[PROBLEM DETAILS]: Go over the listing that follows and work out how many lines have the string "firefighter"; reply with the number by itself.
(DATA PROVIDED begins)
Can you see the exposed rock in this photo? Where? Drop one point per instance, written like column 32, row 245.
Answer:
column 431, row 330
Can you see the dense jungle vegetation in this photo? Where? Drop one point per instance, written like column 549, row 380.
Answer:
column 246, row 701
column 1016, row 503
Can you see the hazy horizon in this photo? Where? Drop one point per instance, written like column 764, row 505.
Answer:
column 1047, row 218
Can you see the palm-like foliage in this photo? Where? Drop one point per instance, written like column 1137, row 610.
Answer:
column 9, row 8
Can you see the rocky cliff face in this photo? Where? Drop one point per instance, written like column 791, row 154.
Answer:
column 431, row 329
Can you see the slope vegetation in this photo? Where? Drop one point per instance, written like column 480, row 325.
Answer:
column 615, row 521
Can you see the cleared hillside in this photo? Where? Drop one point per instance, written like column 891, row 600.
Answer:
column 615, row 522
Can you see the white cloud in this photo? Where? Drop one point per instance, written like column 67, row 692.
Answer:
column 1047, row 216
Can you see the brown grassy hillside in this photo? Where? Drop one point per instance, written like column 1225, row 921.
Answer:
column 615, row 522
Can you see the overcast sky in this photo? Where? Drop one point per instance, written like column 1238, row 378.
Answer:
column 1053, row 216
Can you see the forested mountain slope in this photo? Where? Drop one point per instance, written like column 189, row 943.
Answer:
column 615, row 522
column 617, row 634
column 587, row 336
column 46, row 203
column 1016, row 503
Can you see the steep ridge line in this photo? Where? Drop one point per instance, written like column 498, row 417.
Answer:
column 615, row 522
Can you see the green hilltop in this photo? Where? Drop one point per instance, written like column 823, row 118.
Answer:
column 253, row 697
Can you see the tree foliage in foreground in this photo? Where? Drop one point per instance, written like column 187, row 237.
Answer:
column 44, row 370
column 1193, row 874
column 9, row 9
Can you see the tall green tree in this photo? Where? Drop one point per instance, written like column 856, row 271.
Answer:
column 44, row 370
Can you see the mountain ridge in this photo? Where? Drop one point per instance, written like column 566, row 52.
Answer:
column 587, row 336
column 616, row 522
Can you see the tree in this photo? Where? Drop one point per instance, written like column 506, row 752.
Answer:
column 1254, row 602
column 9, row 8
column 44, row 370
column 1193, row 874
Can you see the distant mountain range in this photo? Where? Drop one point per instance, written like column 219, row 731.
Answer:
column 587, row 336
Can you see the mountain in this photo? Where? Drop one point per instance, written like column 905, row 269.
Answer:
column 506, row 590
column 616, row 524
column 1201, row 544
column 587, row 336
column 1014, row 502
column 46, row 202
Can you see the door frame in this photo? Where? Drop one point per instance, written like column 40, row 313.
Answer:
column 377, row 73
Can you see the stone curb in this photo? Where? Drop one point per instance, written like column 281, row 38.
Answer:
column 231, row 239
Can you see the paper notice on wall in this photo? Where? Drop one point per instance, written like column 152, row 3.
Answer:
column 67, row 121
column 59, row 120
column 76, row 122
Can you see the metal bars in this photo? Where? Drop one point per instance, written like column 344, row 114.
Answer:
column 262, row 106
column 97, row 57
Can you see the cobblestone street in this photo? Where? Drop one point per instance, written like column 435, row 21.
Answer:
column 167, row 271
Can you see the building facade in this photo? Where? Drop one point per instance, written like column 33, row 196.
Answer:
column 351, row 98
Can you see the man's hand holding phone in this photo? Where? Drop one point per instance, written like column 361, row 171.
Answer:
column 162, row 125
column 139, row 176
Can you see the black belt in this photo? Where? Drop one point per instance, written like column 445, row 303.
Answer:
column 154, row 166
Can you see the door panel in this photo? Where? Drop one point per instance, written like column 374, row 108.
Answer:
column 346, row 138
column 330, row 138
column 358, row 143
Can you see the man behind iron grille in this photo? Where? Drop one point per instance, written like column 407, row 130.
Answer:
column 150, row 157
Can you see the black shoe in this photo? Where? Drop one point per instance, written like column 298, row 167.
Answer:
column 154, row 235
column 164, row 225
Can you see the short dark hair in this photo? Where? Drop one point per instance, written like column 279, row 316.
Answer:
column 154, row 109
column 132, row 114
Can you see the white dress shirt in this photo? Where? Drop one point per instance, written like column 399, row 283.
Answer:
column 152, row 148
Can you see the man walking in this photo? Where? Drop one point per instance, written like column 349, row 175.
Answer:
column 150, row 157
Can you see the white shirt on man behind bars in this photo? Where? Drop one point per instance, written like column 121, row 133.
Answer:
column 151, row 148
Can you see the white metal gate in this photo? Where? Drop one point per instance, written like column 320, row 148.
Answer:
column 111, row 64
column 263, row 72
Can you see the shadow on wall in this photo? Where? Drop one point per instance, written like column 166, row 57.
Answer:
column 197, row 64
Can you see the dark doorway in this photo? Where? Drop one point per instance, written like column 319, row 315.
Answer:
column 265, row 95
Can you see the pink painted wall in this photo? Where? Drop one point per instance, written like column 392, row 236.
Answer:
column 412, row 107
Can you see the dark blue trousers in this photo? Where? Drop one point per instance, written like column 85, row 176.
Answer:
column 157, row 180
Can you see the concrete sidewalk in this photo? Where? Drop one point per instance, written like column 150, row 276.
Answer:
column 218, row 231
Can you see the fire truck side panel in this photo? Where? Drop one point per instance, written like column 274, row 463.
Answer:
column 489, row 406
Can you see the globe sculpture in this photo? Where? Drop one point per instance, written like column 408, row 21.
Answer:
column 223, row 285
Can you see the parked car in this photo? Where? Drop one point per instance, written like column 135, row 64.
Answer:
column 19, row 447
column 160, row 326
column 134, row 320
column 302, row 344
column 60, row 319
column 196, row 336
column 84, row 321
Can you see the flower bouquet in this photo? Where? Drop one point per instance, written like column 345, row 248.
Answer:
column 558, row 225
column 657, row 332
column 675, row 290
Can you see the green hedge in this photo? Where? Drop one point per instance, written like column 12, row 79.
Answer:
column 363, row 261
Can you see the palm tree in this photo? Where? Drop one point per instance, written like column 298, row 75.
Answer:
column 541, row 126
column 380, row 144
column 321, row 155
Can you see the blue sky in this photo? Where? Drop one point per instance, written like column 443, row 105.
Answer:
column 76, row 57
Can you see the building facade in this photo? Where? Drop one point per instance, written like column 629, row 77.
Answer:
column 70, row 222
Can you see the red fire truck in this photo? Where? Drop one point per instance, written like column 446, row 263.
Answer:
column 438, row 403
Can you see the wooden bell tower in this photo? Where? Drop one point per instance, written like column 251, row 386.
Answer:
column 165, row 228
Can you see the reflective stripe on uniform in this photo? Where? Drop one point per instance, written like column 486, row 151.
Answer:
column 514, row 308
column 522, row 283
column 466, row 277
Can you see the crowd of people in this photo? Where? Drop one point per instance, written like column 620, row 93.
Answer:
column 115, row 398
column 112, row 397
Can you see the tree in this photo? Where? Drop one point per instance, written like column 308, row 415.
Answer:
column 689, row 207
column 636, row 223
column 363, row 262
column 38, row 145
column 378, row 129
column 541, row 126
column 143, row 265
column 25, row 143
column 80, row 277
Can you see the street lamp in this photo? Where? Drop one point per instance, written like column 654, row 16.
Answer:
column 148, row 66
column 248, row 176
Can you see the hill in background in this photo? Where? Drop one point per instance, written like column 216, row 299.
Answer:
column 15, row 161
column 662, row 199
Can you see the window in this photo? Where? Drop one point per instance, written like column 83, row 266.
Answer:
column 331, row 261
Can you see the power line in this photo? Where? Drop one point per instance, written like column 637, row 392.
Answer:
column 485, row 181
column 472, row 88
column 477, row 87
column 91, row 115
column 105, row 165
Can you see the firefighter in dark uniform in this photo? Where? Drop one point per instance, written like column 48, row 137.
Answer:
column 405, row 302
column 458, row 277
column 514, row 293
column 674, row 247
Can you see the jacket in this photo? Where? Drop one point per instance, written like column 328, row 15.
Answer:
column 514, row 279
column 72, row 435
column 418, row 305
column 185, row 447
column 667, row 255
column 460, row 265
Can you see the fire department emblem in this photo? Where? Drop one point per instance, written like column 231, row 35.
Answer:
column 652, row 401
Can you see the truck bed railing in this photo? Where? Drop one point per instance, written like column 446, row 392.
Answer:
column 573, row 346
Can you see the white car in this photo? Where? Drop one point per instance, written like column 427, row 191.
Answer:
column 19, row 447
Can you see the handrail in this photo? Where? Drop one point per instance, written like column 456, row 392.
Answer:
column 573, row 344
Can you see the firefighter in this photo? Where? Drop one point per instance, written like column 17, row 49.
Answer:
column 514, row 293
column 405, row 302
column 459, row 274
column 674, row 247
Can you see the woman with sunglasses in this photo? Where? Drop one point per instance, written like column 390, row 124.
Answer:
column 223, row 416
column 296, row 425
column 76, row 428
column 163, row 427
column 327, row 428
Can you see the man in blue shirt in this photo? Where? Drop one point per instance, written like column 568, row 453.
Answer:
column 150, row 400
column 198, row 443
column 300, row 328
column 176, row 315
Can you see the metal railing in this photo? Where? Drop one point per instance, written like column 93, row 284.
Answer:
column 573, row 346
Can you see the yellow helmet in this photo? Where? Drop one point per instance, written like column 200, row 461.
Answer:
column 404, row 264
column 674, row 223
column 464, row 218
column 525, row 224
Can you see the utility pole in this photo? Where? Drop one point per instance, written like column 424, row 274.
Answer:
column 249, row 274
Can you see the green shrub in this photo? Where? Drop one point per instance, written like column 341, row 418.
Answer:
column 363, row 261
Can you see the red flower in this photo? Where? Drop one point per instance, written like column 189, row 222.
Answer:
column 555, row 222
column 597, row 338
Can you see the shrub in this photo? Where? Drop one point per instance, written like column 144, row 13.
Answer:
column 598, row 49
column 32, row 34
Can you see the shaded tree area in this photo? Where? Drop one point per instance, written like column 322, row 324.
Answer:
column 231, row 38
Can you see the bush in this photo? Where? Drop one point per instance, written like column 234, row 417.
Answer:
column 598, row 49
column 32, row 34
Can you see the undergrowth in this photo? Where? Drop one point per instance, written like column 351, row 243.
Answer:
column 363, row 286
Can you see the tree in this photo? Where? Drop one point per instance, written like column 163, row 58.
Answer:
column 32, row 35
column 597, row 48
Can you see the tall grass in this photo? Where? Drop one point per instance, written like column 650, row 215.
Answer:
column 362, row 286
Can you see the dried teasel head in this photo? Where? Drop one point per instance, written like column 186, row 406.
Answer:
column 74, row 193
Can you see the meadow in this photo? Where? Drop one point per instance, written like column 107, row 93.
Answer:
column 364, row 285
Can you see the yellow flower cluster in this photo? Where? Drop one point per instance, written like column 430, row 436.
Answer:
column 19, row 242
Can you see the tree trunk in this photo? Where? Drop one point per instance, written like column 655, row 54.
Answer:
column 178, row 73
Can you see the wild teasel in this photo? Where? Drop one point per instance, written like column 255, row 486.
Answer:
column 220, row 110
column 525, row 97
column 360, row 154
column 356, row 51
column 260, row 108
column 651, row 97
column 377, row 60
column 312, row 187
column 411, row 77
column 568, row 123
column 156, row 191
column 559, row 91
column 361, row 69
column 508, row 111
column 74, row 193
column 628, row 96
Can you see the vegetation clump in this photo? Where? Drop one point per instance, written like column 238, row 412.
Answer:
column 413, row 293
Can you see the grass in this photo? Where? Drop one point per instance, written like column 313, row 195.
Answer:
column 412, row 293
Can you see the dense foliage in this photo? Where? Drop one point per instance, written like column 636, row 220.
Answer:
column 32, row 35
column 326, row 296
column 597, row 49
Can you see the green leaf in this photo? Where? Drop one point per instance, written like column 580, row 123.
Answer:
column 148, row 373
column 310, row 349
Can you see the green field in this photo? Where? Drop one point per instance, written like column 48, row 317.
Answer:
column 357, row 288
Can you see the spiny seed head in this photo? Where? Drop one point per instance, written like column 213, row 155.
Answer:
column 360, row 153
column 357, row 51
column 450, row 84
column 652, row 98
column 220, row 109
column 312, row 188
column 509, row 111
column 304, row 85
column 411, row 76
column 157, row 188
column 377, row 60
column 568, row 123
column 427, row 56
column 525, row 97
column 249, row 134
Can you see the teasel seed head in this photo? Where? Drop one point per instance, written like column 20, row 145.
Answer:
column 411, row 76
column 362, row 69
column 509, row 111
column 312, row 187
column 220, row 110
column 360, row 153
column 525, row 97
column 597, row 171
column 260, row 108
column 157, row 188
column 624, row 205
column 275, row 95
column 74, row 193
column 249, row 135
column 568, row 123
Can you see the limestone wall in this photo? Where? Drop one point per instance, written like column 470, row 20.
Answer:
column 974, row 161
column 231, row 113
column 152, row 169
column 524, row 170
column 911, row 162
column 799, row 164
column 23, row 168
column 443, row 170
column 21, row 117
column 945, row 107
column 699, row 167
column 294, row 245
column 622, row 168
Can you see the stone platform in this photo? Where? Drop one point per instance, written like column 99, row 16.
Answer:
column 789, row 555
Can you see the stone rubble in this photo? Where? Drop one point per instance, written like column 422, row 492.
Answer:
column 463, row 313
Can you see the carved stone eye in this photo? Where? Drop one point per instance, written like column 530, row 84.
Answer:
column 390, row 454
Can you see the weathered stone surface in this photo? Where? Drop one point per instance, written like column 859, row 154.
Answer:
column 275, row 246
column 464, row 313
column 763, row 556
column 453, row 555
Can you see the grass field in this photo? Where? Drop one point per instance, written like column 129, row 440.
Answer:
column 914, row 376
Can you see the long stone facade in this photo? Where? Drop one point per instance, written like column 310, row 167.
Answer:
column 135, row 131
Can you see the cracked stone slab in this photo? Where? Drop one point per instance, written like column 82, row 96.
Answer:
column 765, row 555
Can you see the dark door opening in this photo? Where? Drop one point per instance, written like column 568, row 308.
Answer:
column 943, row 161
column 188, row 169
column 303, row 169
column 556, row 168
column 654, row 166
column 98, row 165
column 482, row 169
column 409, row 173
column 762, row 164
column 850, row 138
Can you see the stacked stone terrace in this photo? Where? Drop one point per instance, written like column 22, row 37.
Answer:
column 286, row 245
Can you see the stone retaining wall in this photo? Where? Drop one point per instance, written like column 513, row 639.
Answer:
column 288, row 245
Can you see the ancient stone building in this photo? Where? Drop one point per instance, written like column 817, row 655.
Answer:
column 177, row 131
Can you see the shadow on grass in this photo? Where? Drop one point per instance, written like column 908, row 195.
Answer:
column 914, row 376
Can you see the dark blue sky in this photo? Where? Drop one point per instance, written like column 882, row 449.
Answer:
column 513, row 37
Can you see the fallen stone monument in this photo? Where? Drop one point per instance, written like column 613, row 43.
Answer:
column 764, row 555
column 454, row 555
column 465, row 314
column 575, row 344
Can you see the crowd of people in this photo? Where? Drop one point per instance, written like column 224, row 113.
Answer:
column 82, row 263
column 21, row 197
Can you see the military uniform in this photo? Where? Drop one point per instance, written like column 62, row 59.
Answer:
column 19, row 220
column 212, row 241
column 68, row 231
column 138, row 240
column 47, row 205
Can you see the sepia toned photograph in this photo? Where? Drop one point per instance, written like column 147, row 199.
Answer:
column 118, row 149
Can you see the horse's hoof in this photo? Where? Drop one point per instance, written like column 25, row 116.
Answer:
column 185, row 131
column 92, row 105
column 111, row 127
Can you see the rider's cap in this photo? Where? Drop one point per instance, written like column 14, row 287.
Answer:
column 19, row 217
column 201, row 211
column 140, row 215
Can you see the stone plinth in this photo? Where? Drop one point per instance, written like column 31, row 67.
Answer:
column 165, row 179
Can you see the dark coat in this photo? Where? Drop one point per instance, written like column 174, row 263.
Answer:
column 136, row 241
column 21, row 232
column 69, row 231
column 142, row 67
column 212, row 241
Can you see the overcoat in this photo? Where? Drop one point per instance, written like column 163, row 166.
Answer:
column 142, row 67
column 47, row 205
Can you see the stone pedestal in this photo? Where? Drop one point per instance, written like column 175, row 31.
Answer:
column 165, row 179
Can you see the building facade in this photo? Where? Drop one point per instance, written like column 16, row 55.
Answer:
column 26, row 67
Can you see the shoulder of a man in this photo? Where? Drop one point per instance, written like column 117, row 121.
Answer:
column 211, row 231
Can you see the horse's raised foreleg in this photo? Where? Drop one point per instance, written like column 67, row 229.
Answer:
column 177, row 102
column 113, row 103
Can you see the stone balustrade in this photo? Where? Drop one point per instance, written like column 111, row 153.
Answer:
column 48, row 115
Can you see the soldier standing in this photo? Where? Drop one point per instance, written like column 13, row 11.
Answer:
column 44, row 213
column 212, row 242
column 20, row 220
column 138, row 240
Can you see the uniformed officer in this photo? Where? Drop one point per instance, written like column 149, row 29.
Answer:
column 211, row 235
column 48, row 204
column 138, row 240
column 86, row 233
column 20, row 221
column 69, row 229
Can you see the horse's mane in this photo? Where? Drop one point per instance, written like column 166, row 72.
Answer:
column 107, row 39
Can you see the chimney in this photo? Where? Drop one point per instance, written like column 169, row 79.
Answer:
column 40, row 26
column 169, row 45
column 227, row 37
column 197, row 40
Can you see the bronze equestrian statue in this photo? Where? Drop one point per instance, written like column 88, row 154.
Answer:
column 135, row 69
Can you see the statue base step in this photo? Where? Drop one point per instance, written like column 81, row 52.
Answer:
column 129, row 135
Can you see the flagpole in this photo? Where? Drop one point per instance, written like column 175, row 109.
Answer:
(DATA PROVIDED ends)
[RESPONSE TO THIS TASK]: 2